» **To do**
Exactly reproduce the entries, dropping any pictures from your copy.

Entries from a dataset:
○ ○ ○ ○
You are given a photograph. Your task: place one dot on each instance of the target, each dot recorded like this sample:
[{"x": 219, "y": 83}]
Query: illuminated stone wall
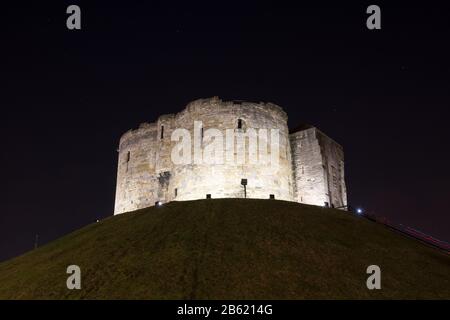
[
  {"x": 318, "y": 164},
  {"x": 147, "y": 174}
]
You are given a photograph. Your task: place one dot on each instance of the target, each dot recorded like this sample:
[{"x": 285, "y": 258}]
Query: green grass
[{"x": 230, "y": 249}]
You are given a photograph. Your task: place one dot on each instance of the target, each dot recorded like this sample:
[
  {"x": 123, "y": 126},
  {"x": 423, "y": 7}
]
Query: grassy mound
[{"x": 230, "y": 249}]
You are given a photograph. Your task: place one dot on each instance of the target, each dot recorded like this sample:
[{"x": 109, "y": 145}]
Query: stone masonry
[{"x": 310, "y": 165}]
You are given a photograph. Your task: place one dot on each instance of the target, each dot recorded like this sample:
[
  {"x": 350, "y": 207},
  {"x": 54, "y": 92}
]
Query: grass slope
[{"x": 229, "y": 249}]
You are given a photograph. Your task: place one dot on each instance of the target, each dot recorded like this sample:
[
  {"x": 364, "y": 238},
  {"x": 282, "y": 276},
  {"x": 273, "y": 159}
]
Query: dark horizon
[{"x": 68, "y": 96}]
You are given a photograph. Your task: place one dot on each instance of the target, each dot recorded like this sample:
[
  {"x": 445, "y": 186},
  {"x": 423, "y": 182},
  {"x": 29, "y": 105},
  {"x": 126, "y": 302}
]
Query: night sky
[{"x": 67, "y": 97}]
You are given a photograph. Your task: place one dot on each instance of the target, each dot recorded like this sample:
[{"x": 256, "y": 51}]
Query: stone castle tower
[{"x": 310, "y": 166}]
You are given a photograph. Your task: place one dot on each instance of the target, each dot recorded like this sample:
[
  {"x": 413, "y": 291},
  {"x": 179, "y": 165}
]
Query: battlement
[{"x": 309, "y": 165}]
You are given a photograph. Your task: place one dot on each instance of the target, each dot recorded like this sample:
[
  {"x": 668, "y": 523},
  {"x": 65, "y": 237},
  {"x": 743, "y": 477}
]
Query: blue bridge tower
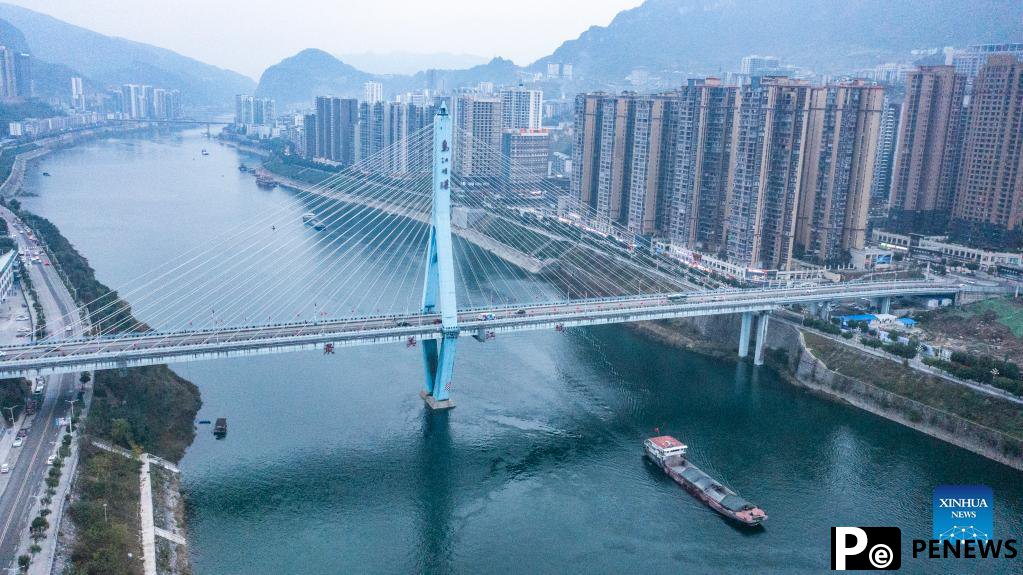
[{"x": 439, "y": 289}]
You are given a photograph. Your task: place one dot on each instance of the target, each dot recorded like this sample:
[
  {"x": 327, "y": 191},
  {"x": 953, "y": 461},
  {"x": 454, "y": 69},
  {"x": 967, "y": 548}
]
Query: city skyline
[{"x": 197, "y": 29}]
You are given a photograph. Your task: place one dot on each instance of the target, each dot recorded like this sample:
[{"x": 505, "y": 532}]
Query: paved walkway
[
  {"x": 148, "y": 526},
  {"x": 915, "y": 363}
]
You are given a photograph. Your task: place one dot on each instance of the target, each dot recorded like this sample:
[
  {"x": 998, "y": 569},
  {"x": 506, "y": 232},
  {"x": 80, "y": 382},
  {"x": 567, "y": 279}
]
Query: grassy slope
[{"x": 935, "y": 392}]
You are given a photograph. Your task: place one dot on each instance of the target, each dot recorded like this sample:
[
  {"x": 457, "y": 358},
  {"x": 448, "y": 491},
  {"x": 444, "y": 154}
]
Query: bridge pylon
[{"x": 439, "y": 288}]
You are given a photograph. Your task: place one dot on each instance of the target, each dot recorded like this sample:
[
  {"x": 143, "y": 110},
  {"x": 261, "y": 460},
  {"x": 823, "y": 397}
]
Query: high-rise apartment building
[
  {"x": 478, "y": 138},
  {"x": 373, "y": 129},
  {"x": 618, "y": 168},
  {"x": 372, "y": 92},
  {"x": 700, "y": 141},
  {"x": 527, "y": 152},
  {"x": 756, "y": 174},
  {"x": 885, "y": 159},
  {"x": 167, "y": 104},
  {"x": 759, "y": 65},
  {"x": 768, "y": 137},
  {"x": 926, "y": 166},
  {"x": 133, "y": 101},
  {"x": 969, "y": 60},
  {"x": 601, "y": 155},
  {"x": 309, "y": 135},
  {"x": 410, "y": 146},
  {"x": 250, "y": 111},
  {"x": 522, "y": 108},
  {"x": 988, "y": 205},
  {"x": 77, "y": 93},
  {"x": 337, "y": 120},
  {"x": 15, "y": 74},
  {"x": 841, "y": 142}
]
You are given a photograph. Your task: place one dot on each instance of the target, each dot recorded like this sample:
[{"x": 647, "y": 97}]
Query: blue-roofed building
[{"x": 868, "y": 317}]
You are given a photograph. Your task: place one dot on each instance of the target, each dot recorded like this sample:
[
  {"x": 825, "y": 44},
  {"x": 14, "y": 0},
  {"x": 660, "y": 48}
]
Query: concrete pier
[
  {"x": 434, "y": 403},
  {"x": 758, "y": 355},
  {"x": 744, "y": 336}
]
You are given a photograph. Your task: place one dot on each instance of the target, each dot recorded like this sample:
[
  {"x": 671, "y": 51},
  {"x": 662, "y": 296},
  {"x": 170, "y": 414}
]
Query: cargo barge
[{"x": 669, "y": 454}]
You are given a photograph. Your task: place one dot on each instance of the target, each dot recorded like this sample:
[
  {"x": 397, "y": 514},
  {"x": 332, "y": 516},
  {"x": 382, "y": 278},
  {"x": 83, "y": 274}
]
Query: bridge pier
[
  {"x": 438, "y": 358},
  {"x": 758, "y": 354},
  {"x": 744, "y": 335},
  {"x": 439, "y": 286}
]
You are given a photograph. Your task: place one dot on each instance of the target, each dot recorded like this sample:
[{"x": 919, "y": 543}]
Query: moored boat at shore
[{"x": 265, "y": 181}]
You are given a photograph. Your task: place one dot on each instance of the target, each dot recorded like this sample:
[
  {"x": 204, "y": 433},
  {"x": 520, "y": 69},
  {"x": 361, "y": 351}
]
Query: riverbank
[
  {"x": 143, "y": 409},
  {"x": 13, "y": 168},
  {"x": 987, "y": 426},
  {"x": 147, "y": 409}
]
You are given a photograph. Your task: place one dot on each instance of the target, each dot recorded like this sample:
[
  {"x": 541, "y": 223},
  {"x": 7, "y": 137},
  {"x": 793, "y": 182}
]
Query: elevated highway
[{"x": 131, "y": 350}]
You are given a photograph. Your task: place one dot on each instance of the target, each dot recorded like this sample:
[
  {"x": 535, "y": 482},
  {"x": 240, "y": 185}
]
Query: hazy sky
[{"x": 249, "y": 35}]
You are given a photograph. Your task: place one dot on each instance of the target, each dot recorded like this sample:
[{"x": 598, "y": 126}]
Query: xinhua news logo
[{"x": 866, "y": 548}]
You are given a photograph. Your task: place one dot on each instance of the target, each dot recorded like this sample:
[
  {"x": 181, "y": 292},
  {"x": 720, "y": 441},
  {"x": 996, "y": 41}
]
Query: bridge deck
[{"x": 151, "y": 348}]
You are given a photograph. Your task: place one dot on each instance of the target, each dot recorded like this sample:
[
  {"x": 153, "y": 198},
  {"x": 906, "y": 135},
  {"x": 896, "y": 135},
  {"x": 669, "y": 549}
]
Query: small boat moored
[
  {"x": 265, "y": 181},
  {"x": 220, "y": 428},
  {"x": 669, "y": 454}
]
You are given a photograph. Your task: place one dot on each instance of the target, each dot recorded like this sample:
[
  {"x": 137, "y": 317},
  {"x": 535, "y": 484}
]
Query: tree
[
  {"x": 39, "y": 525},
  {"x": 121, "y": 433}
]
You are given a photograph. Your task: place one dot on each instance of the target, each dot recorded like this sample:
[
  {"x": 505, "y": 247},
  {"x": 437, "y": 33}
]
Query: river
○ ○ ○ ○
» **Written solution**
You are given a photograph. Your task: place one dot on each instance of the target, each dot recorded like this sample:
[{"x": 219, "y": 83}]
Query: illuminated stone wall
[
  {"x": 318, "y": 164},
  {"x": 147, "y": 174}
]
You are given a photograph. Your task: place one dot on each instance of the target, each dot recorded like this sample:
[{"x": 285, "y": 258}]
Query: green grass
[{"x": 230, "y": 249}]
You are given a photograph. Your task: place one dot on each instance of the target, each dot recorded like this sample:
[
  {"x": 123, "y": 126},
  {"x": 423, "y": 7}
]
Query: grassy mound
[{"x": 230, "y": 249}]
You are given a photograph. Your task: place one dot on each instance of the target, each dot recorded like this sample:
[{"x": 109, "y": 145}]
Query: stone masonry
[{"x": 310, "y": 165}]
You are given a photograph. Your task: place one dot on each instance of the target, each dot recorded like this sample:
[
  {"x": 350, "y": 207},
  {"x": 54, "y": 92}
]
Query: grass slope
[{"x": 229, "y": 249}]
You are given a photograph. Your task: place one dot on each instance of the target, each dot recorded like this sample:
[
  {"x": 364, "y": 238},
  {"x": 282, "y": 276},
  {"x": 273, "y": 159}
]
Query: dark horizon
[{"x": 68, "y": 96}]
You are given a photograph. Your task: place one dot on each instance of the target, each dot recorded like this sample:
[
  {"x": 445, "y": 186},
  {"x": 423, "y": 182},
  {"x": 29, "y": 105},
  {"x": 126, "y": 302}
]
Query: night sky
[{"x": 67, "y": 97}]
You are given a photograph. Your task: place one dot on each instance of the target, each dot recorded like this sample:
[{"x": 256, "y": 51}]
Query: stone castle tower
[{"x": 310, "y": 166}]
You are given a photograph. Your task: place one dot on each instance of the target, each dot recorded like this sample:
[
  {"x": 413, "y": 291},
  {"x": 179, "y": 165}
]
Query: battlement
[{"x": 309, "y": 165}]
You are given a photograph. Your task: place one dot on each instance of the target, each dot recorded like this sample:
[
  {"x": 668, "y": 523},
  {"x": 65, "y": 237},
  {"x": 743, "y": 477}
]
Query: blue bridge tower
[{"x": 439, "y": 289}]
You are given a photograph. Your task: place one dot on each instance of the target, each dot recorded like this sample:
[
  {"x": 327, "y": 191},
  {"x": 953, "y": 461},
  {"x": 454, "y": 69},
  {"x": 967, "y": 548}
]
Query: city skyline
[{"x": 197, "y": 29}]
You are given a photograph. Your task: place one dot on each instance of the target, each dot recorded like this sample:
[{"x": 505, "y": 532}]
Query: paved walkway
[
  {"x": 148, "y": 526},
  {"x": 915, "y": 363}
]
You are given a photograph. Your task: place one dot on each instance of the target, each dot recorded like this sample:
[
  {"x": 998, "y": 569},
  {"x": 506, "y": 232},
  {"x": 80, "y": 382},
  {"x": 567, "y": 279}
]
Query: grassy slope
[{"x": 935, "y": 392}]
You are given a photograph. Your task: place one dot on each instance of the target, each dot recorded like this sample:
[
  {"x": 457, "y": 358},
  {"x": 448, "y": 491},
  {"x": 444, "y": 154}
]
Query: bridge pylon
[{"x": 439, "y": 288}]
You are given a photograph. Your task: place one dot on each instance of the target, each dot recorded like this sample:
[
  {"x": 143, "y": 110},
  {"x": 261, "y": 460},
  {"x": 823, "y": 397}
]
Query: high-rise apartment building
[
  {"x": 478, "y": 138},
  {"x": 373, "y": 129},
  {"x": 618, "y": 168},
  {"x": 372, "y": 92},
  {"x": 700, "y": 141},
  {"x": 527, "y": 152},
  {"x": 756, "y": 174},
  {"x": 885, "y": 159},
  {"x": 167, "y": 104},
  {"x": 759, "y": 65},
  {"x": 768, "y": 137},
  {"x": 926, "y": 166},
  {"x": 133, "y": 101},
  {"x": 969, "y": 60},
  {"x": 601, "y": 155},
  {"x": 309, "y": 135},
  {"x": 410, "y": 146},
  {"x": 250, "y": 111},
  {"x": 522, "y": 108},
  {"x": 988, "y": 205},
  {"x": 77, "y": 93},
  {"x": 337, "y": 120},
  {"x": 15, "y": 74},
  {"x": 841, "y": 142}
]
You are given a photograph. Your task: place one dot on each instance of the target, each dot recorded like this sample:
[{"x": 647, "y": 97}]
Query: blue-roofed building
[{"x": 868, "y": 317}]
You are given a photograph. Your task: place one dot on each instance of the target, each dot recorded like this sample:
[
  {"x": 825, "y": 44},
  {"x": 14, "y": 0},
  {"x": 660, "y": 48}
]
Query: concrete pier
[
  {"x": 434, "y": 403},
  {"x": 758, "y": 355},
  {"x": 744, "y": 336}
]
You are given a photograph. Your task: place one dot on each instance of the target, each dot recorded like this sample:
[
  {"x": 671, "y": 51},
  {"x": 662, "y": 296},
  {"x": 170, "y": 414}
]
Query: cargo barge
[{"x": 669, "y": 454}]
You are given a photograph. Your task: place one dot on each instance of the target, each dot recorded like this sample:
[
  {"x": 397, "y": 514},
  {"x": 332, "y": 516},
  {"x": 382, "y": 278},
  {"x": 83, "y": 274}
]
Query: bridge pier
[
  {"x": 438, "y": 358},
  {"x": 758, "y": 354},
  {"x": 744, "y": 335},
  {"x": 439, "y": 286}
]
You are given a photograph. Your task: place one dot on each instance of the target, each dot recorded like this sample:
[{"x": 919, "y": 543}]
Query: moored boat at shore
[{"x": 265, "y": 181}]
You are given a photograph. Your task: place one dot on each instance of the target, each dot recorded like this sample:
[
  {"x": 204, "y": 433},
  {"x": 520, "y": 69},
  {"x": 361, "y": 351}
]
Query: riverbank
[
  {"x": 143, "y": 409},
  {"x": 13, "y": 168},
  {"x": 987, "y": 426},
  {"x": 147, "y": 409}
]
You are given a photograph. Your task: place one dot on each instance of the target, each dot recorded like this sample:
[
  {"x": 541, "y": 223},
  {"x": 7, "y": 137},
  {"x": 793, "y": 182}
]
Query: elevated highway
[{"x": 131, "y": 350}]
You are given a photograph. Your task: place one dot on each instance of the target, each dot recorded like this sample:
[
  {"x": 535, "y": 482},
  {"x": 240, "y": 185}
]
Query: hazy sky
[{"x": 249, "y": 35}]
You are given a photograph. Your task: place one dot on each instance of the target, each dot recorded like this sample:
[{"x": 598, "y": 126}]
Query: xinhua news logo
[{"x": 866, "y": 548}]
You are given a photograph. Your task: place one dot on each instance of the target, each dot recorded like this sample:
[
  {"x": 181, "y": 292},
  {"x": 720, "y": 441},
  {"x": 996, "y": 41}
]
Query: bridge deck
[{"x": 151, "y": 348}]
You are given a photograph. Your task: place one dot on each instance of the target, each dot recorded like this sample:
[
  {"x": 153, "y": 198},
  {"x": 906, "y": 135},
  {"x": 896, "y": 135},
  {"x": 669, "y": 549}
]
Query: small boat moored
[
  {"x": 265, "y": 181},
  {"x": 220, "y": 428},
  {"x": 669, "y": 454}
]
You are given a photograph. Your task: place one dot on each instance of the target, each dot recorded like this sample:
[
  {"x": 137, "y": 317},
  {"x": 535, "y": 484}
]
Query: tree
[
  {"x": 39, "y": 525},
  {"x": 121, "y": 433}
]
You are given a photograph. Your task: place one dot on each instance of the target, each dot recorded like this sample:
[
  {"x": 505, "y": 247},
  {"x": 437, "y": 33}
]
Query: river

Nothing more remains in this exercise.